Instructions for the task: Give again, unchanged, the line that contains "Target: white storage container" together with every line that follows it until the entries end.

•••••

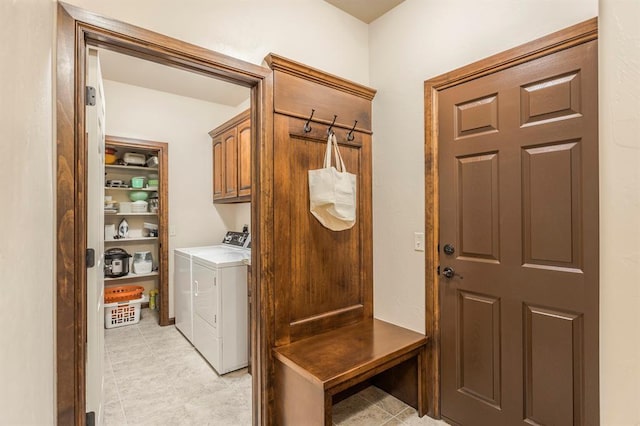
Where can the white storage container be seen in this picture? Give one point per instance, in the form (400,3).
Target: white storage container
(139,206)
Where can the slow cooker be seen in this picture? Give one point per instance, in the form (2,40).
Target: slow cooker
(116,263)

•••••

Result of the exercise:
Target: white storage container
(139,206)
Where can the slow cooker be seen in this picture? Give one point per instance, in the form (2,40).
Target: slow cooker
(116,263)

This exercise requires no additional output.